[Excerpts of pointing data]
* * * * *

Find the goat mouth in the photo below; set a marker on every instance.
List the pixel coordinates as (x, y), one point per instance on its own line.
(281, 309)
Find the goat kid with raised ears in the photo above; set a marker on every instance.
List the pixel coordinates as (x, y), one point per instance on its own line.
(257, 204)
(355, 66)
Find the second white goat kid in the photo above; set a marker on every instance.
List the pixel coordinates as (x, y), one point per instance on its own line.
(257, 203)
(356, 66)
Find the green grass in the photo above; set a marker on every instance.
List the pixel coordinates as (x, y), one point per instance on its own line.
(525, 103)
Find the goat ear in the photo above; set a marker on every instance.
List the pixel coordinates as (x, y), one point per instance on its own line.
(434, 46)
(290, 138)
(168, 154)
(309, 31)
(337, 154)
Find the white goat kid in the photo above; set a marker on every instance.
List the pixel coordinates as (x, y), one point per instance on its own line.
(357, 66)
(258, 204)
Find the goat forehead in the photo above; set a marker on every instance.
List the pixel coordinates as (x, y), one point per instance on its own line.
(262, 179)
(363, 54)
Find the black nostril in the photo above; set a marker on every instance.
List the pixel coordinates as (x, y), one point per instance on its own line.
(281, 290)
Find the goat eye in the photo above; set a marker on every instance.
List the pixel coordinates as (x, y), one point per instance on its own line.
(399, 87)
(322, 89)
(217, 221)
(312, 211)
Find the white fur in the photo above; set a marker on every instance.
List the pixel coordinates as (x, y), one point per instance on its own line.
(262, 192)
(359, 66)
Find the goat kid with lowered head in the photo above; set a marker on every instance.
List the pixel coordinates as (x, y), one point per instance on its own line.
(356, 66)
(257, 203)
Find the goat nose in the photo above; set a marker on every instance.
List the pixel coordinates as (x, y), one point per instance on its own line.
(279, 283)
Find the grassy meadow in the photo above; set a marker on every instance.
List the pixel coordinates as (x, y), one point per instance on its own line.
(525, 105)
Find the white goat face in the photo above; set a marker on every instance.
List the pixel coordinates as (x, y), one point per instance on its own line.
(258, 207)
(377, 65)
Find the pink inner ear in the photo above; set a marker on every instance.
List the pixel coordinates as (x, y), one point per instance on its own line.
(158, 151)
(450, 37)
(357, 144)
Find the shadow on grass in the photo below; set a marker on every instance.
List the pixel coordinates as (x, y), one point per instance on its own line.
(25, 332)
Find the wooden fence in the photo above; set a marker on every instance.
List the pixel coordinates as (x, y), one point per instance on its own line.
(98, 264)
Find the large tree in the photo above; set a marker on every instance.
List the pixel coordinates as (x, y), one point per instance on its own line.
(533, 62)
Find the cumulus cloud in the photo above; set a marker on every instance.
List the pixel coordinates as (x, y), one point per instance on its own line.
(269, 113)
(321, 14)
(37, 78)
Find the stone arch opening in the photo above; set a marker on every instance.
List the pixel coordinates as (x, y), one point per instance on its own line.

* * * * *

Work required
Write out all the records above again, exactly as they stand.

Output for this task
Find the goat mouth in the photo below; set a marker on every instance.
List the pixel coordinates as (x, y), one point per instance on its own line.
(281, 309)
Find the goat kid with raised ears in the photo above; set a marker on every instance.
List the pixel coordinates as (x, y), one point per instance on its own line.
(257, 204)
(355, 66)
Find the second white goat kid in the photo above; set a marker on every instance.
List the pixel coordinates as (x, y), one point per instance on its own line.
(257, 203)
(356, 66)
Find the green grass in the photo above; set a marker on every instance.
List the pixel coordinates as (x, y), one point per instance on its own line.
(525, 103)
Find the goat ear in the photo above; set a marker on every instance.
List the pixel coordinates as (x, y), one point per instance on its own line.
(434, 46)
(290, 138)
(168, 154)
(309, 31)
(337, 154)
Find the white goat kid in the photo above; set a marker on every instance.
List the pixel coordinates as (x, y), one point per instance on its own line.
(357, 66)
(258, 204)
Find the goat forehead in the photo above; set a marker on every instance.
List the pixel coordinates as (x, y), one point per instance on its own line.
(262, 179)
(363, 54)
Find the black nostril in the photo above; set a marker on every instance.
List the pixel coordinates as (x, y), one point per instance on its own line.
(281, 290)
Find the goat eye in the photo above; set a marker on every instance.
List the pixel coordinates as (x, y), one point per instance on its own line.
(399, 87)
(322, 89)
(217, 221)
(312, 211)
Find the white fur in the photo above; set a marker on every instance.
List the pixel coordinates as (x, y), one point per instance on its own line.
(262, 192)
(359, 66)
Find the goat kid with lowered head in the photo above; set a marker on every instance.
List the pixel coordinates as (x, y), one point per instance on its own line.
(356, 66)
(257, 203)
Find the goat nose in the photo above; set a marker on every instance.
List the pixel coordinates as (x, y), one point per instance on its own line.
(279, 283)
Find the grassy meadow in the photo above; set a marker on every instance.
List the pixel coordinates as (x, y), one point per instance on its own line.
(525, 105)
Find the white goat face in the photo above; set a marker on every instance.
List the pixel coordinates as (x, y), one point per instance on its own line.
(258, 207)
(377, 65)
Find the pink inner ear in the photo above; set a marker on every instance.
List the pixel coordinates as (x, y), one point per instance on its own line.
(158, 151)
(450, 37)
(357, 144)
Find the shadow on grass in the photo below; set a marker on every instance.
List the pixel coordinates as (x, y), one point per instance on its own line.
(25, 332)
Find the wooden fence in the photo above; set a marker on every instance.
List the pixel coordinates as (x, y), one point per instance on its own line.
(98, 264)
Find the large tree in the photo above; set a marker on every instance.
List the pixel coordinates as (x, y), one point per instance on its own line.
(533, 62)
Find the cumulus cloud in the photo above; set a marker on every instance.
List the pixel coordinates as (x, y), one point per instance on its own line.
(269, 113)
(321, 14)
(37, 78)
Find the stone arch opening in the photo above; set a marker on every instance.
List the pixel coordinates as (x, y), one point per instance on its own line.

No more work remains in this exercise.